▶ **Instructions for the task**
Everything in the data should be repeated exactly, save for the images.

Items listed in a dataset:
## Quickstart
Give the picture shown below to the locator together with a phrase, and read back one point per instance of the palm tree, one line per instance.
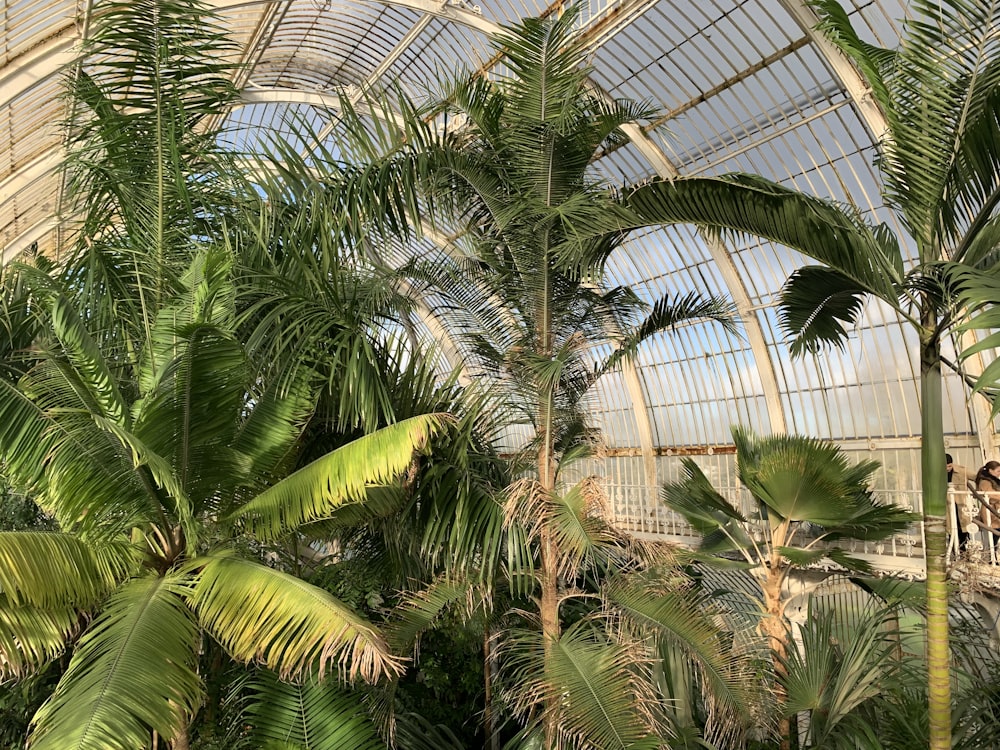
(170, 482)
(168, 452)
(503, 164)
(804, 498)
(938, 92)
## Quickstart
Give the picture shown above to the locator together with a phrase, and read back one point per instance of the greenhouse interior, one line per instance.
(427, 375)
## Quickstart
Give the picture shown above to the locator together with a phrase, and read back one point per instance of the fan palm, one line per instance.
(138, 419)
(938, 91)
(503, 163)
(804, 497)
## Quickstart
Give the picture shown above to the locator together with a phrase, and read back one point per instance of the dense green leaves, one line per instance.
(265, 616)
(133, 670)
(308, 715)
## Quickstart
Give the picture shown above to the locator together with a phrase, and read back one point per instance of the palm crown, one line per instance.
(164, 486)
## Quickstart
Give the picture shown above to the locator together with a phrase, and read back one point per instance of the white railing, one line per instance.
(636, 510)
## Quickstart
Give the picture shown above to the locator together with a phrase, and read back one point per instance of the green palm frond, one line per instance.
(418, 611)
(718, 520)
(191, 410)
(264, 616)
(50, 569)
(31, 636)
(310, 715)
(940, 98)
(980, 293)
(339, 477)
(692, 628)
(832, 234)
(830, 679)
(133, 670)
(667, 313)
(800, 478)
(598, 686)
(817, 305)
(577, 526)
(88, 365)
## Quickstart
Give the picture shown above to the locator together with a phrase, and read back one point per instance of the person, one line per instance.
(958, 477)
(988, 485)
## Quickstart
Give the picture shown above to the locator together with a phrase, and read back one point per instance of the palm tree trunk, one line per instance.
(935, 550)
(548, 564)
(773, 627)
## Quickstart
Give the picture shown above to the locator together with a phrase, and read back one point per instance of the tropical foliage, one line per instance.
(503, 164)
(804, 498)
(938, 91)
(169, 455)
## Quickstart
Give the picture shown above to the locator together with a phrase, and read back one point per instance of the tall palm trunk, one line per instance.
(935, 500)
(773, 627)
(548, 573)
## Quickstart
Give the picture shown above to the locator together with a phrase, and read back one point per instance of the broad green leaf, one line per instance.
(313, 492)
(309, 715)
(264, 616)
(132, 671)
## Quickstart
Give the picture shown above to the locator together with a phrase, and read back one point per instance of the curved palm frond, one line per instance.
(602, 699)
(418, 612)
(50, 569)
(830, 679)
(339, 477)
(832, 234)
(667, 313)
(310, 715)
(817, 305)
(134, 669)
(688, 625)
(262, 615)
(31, 636)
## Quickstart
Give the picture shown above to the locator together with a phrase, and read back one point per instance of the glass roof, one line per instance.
(742, 86)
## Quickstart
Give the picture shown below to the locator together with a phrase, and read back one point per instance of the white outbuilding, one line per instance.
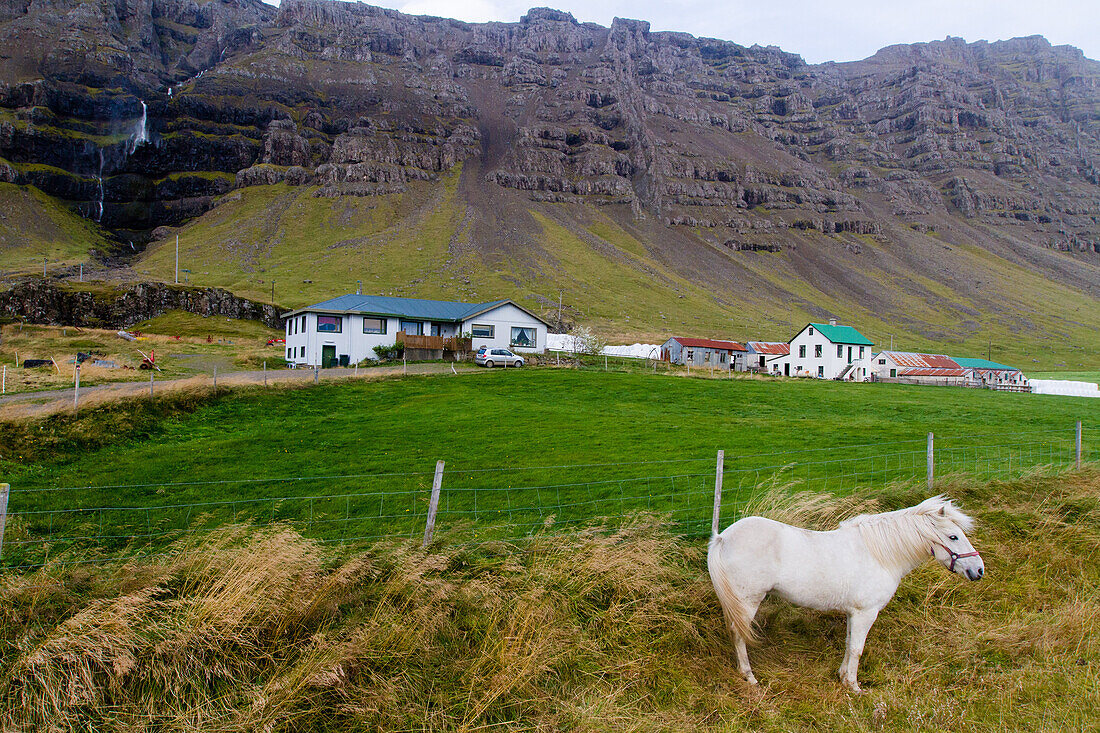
(348, 328)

▶ **Right answer**
## Quickstart
Give the picture shown below to the locator together with a phrase, and read back one point per instance of the palm tree, one line per instance.
(170, 482)
(168, 452)
(503, 164)
(804, 498)
(938, 92)
## Quickstart
Give the picture shown above to the locator together with a phrase, and read back one point per instance of the greenhouse interior, one line per instance.
(427, 375)
## Quickstart
Give the picture shown above to the locator together with a phrase, and read back one point per instance of the fan palm, one line per instance.
(138, 419)
(938, 91)
(503, 163)
(804, 497)
## Quickstart
Give the picture shown above to the locator together with a phrase, and read back one point per instance of the dense green leaves, one line per instance.
(265, 616)
(133, 670)
(308, 715)
## Quickstart
Give the picture shown above to the locator together with a phrase, and read back one point per instance of the palm crown, one line per instance.
(164, 486)
## Quickstart
Give the picture shown above to the locator together with a phrase, and read back one point per instance of the white railing, one line per instance.
(636, 510)
## Quickstart
Give the picture shown above to the locator together with a phrase, and read back one point per instance of the green palm frond, one line per instance.
(418, 611)
(718, 520)
(191, 410)
(264, 616)
(50, 569)
(31, 636)
(310, 715)
(940, 98)
(980, 293)
(339, 477)
(692, 628)
(832, 234)
(830, 679)
(133, 670)
(667, 313)
(800, 478)
(598, 686)
(817, 305)
(577, 526)
(88, 365)
## Quickstart
Give the picture shown above to the locator together with a phrase, and read back one point per instance of the person, one line per instance.
(958, 477)
(988, 485)
## Quickstart
Give the picture shown above to the locator together with a phrase, and read back one point per instance of the palm tree trunk, one line per instance.
(935, 550)
(548, 564)
(773, 627)
## Quickstart
Give the picture shown above to the locator together with a phrase, and read back one point per instance of the tropical foliage, one line per instance.
(503, 164)
(804, 498)
(938, 91)
(169, 455)
## Quickstart
Give the picture shown above to the locator together with a phrase, and read back one point per instance of the tall palm trunk, one line per instance.
(935, 500)
(773, 627)
(548, 573)
## Quickstart
Give the picture shown above to the locator together with a phrase, and read back one point per instance of the broad green leaf, one line per instance.
(313, 492)
(309, 715)
(264, 616)
(132, 671)
## Quickstart
Give the picture shown above to the locator together with a phrase, and read back one point per instance of the curved palm frond, one line per instance.
(602, 699)
(418, 612)
(50, 569)
(830, 679)
(339, 477)
(832, 234)
(667, 313)
(310, 715)
(817, 305)
(134, 669)
(688, 625)
(262, 615)
(31, 636)
## Quickstart
Give the picture shown above to the locator together with a phrase, and read back one point per instance of the glass roof, one line per instance.
(742, 86)
## Quickstart
Give the picture shown below to the locator together with a phrase, and read back one point per instance of the white outbuilding, one line per instance.
(348, 328)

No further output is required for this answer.